• YOUR GOAL
Please transcribe the data exactly, with nothing left out.

• RECORDS SUPPLIED
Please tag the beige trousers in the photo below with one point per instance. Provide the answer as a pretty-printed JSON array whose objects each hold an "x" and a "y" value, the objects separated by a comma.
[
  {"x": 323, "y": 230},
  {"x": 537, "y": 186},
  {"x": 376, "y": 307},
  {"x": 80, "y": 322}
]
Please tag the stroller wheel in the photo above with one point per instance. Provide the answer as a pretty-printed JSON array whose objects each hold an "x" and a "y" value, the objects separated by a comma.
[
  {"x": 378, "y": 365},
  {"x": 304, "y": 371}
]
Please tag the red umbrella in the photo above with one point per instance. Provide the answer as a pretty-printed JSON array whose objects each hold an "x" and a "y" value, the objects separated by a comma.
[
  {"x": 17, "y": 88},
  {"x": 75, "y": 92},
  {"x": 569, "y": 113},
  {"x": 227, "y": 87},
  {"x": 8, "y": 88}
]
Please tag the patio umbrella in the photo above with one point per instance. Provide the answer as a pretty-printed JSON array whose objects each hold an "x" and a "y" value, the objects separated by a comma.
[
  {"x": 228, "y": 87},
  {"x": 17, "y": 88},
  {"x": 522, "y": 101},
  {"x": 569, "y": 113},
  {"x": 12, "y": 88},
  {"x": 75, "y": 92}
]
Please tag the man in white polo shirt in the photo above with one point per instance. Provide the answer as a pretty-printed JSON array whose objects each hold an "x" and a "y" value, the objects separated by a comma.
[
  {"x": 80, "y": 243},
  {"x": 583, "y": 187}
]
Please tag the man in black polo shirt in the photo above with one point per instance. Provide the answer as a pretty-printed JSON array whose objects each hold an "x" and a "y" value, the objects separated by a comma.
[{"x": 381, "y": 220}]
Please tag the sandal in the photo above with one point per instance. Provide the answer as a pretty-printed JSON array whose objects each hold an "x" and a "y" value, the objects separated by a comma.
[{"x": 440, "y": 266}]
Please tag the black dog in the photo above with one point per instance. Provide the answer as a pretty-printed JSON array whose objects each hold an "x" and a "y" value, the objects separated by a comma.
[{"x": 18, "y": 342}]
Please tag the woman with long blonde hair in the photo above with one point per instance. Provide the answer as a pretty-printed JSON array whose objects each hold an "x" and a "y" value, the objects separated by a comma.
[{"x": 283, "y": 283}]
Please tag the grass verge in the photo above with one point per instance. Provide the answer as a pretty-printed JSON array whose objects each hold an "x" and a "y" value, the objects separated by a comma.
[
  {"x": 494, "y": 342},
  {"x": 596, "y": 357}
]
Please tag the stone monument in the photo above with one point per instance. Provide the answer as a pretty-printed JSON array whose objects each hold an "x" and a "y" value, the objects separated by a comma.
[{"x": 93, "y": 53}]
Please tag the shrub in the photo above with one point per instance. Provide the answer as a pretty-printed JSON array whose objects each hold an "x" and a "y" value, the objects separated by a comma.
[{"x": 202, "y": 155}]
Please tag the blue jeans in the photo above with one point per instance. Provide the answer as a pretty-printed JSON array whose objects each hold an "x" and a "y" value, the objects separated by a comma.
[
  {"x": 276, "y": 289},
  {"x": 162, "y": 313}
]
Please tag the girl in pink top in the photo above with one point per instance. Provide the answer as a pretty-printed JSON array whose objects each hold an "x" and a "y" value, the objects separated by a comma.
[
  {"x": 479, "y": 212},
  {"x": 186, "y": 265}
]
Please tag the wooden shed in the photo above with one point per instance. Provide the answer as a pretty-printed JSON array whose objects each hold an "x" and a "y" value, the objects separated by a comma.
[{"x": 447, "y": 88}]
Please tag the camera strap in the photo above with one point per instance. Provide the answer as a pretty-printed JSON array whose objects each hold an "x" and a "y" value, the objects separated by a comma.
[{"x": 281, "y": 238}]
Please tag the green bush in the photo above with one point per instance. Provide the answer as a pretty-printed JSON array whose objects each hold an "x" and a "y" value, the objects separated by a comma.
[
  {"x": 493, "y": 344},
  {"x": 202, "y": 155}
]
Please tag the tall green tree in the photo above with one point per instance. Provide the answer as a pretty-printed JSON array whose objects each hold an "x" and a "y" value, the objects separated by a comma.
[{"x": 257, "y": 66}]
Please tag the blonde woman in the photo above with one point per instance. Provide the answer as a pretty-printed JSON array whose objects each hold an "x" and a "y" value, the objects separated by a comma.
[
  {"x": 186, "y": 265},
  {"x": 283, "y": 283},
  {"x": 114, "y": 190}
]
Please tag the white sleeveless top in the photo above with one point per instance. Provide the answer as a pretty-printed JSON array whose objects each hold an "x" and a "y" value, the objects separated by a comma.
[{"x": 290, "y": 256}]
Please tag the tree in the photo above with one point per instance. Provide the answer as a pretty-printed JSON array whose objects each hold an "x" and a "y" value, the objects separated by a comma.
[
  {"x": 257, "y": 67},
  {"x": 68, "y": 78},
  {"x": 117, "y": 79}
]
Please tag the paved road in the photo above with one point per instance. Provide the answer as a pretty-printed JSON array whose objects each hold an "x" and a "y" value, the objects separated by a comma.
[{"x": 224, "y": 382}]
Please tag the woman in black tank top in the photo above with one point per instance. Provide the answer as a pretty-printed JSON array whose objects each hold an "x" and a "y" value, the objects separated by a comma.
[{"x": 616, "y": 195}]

• WRITTEN RESPONSE
Please tag the beige trousers in the photo below with one point per instance. Provide the answer as a pretty-printed JSON array whose objects each hold an "x" and a "y" value, the objects separated by a comma.
[
  {"x": 323, "y": 230},
  {"x": 537, "y": 186},
  {"x": 376, "y": 307},
  {"x": 80, "y": 322}
]
Please tag the stroller wheel in the photo above with one point per instance. Provide the answer as a pretty-printed JSON array whose objects each hold an "x" and a "y" value, the objects separated by a comma.
[
  {"x": 378, "y": 365},
  {"x": 304, "y": 371}
]
Please tag the red umbrella in the photo above with one point per instance. Provide the answer as a pretty-printed JSON array whose objects each hold an "x" and a "y" value, the objects separated by a comma.
[
  {"x": 17, "y": 88},
  {"x": 75, "y": 92},
  {"x": 569, "y": 113},
  {"x": 227, "y": 87},
  {"x": 8, "y": 88}
]
Please tag the patio umbrella in the photo above with one point per instance. Provide the answer as a pretty-printed JSON array whose objects each hold an "x" and a "y" value, the objects separated by a comma.
[
  {"x": 228, "y": 87},
  {"x": 17, "y": 88},
  {"x": 522, "y": 101},
  {"x": 569, "y": 113},
  {"x": 12, "y": 88},
  {"x": 75, "y": 92}
]
Please tag the man in white polo shirt in the photo above with one point per instance. Provide the answer as a pretty-printed JSON array whose objects each hold an "x" and a "y" value, the objects separated by a comma.
[
  {"x": 80, "y": 243},
  {"x": 583, "y": 187}
]
Please tag the man in black polo shirt in the photo above with one point per instance. Provide the answer as a pretty-printed JSON array whose objects each hold an "x" and a "y" value, the objects separated by a comma.
[{"x": 381, "y": 220}]
Please tag the sandal in the photo above with one point per instance. Provide the answer as a pretty-printed JSON array whose objects each hold an "x" and a "y" value, the objects separated by a comma.
[{"x": 440, "y": 266}]
Please tag the black dog in the photo above with one point per instance. Provide the answer as a pretty-printed JSON array whose objects each hold an "x" and a "y" value, the objects separated by a comma.
[{"x": 18, "y": 342}]
Please tag the woman with long blonde hair in the photo above with one point per instance. Provide the answer as a pretty-printed JSON array whose objects each hold an "x" and a "y" value, the objects separated by a comma.
[{"x": 283, "y": 283}]
Please tag the grass verge in the photo above with one point per instance. Provide the answer as a pretty-printed JSON array whose objects each hold an "x" and a "y" value, the objects separated by a comma.
[
  {"x": 494, "y": 342},
  {"x": 596, "y": 357}
]
Please tag the stone monument in the photo above with one point per instance. Provide the answer as a pretty-printed JSON array whose objects each hold an "x" and a "y" value, the objects separated by a comma.
[{"x": 93, "y": 53}]
Please tag the shrub in the photo above with one point per instance. Provide the answer as a pretty-printed JSON array whose objects each hold an "x" and a "y" value, the objects separated by a comma.
[{"x": 202, "y": 155}]
Please tag the blue jeans in the photo above with one point per instance. Provide the answer as a pretty-printed JSON array whose objects each hold an "x" and a "y" value, the objects separated by a comma.
[
  {"x": 276, "y": 289},
  {"x": 162, "y": 313}
]
Please tag the girl in pink top in the photo above with one point per instance. Provide the answer as a pretty-printed JSON array whose objects each hold an "x" and a "y" value, the objects separated by a comma.
[
  {"x": 479, "y": 212},
  {"x": 186, "y": 265}
]
Please tag the wooden shed in the photo above with one point per instance. Provide the answer as a pretty-printed JSON array whose objects each hold an "x" and a "y" value, the objects separated by a comma.
[{"x": 447, "y": 88}]
Please tag the camera strap in the photo above with one point per instance. Provide the answer as a pretty-printed JSON array whose objects each hold an "x" and a "y" value, the objects separated by a comma.
[{"x": 281, "y": 238}]
Please tag the green bush in the photo above with one point per instance. Provide the answer as a pretty-printed JSON array whose objects each hold an "x" and a "y" value, the objects separated by a comma.
[
  {"x": 493, "y": 344},
  {"x": 202, "y": 155}
]
Please tag the tall green tree in the photo above with one point per instance. Provide the answer as a pretty-printed JSON array whose objects each hold an "x" and a "y" value, the objects separated by a comma.
[{"x": 257, "y": 66}]
Please tag the blonde woman in the photo above with one point per instance. Provide the answer as a pretty-printed JSON array whose objects each hold an "x" and a "y" value, the objects separated by a comma.
[
  {"x": 186, "y": 265},
  {"x": 283, "y": 283},
  {"x": 114, "y": 190}
]
Please tag the white sleeveless top in the photo above with one point per instance. Provide the answer as a pretty-printed JSON array whose objects each hold an "x" and a "y" value, the objects separated by a comma.
[{"x": 290, "y": 256}]
Please tag the tree in the photo above with one point per instance. Provide the answer as a pretty-printed JSON array whose objects each hold an "x" and a "y" value, the objects separated by a comma.
[
  {"x": 257, "y": 67},
  {"x": 68, "y": 78},
  {"x": 117, "y": 79}
]
Please tag the paved road in the photo above with one point per instance. Provide the answer as a pretty-printed JSON array whose objects each hold an "x" and a "y" value, the objects separated by a comma.
[{"x": 224, "y": 382}]
Please tag the woman in black tank top in the photo above with one point per instance. Provide the answer as a pretty-printed JSON array whose objects each hold an "x" and a "y" value, the objects separated by a comma.
[{"x": 616, "y": 195}]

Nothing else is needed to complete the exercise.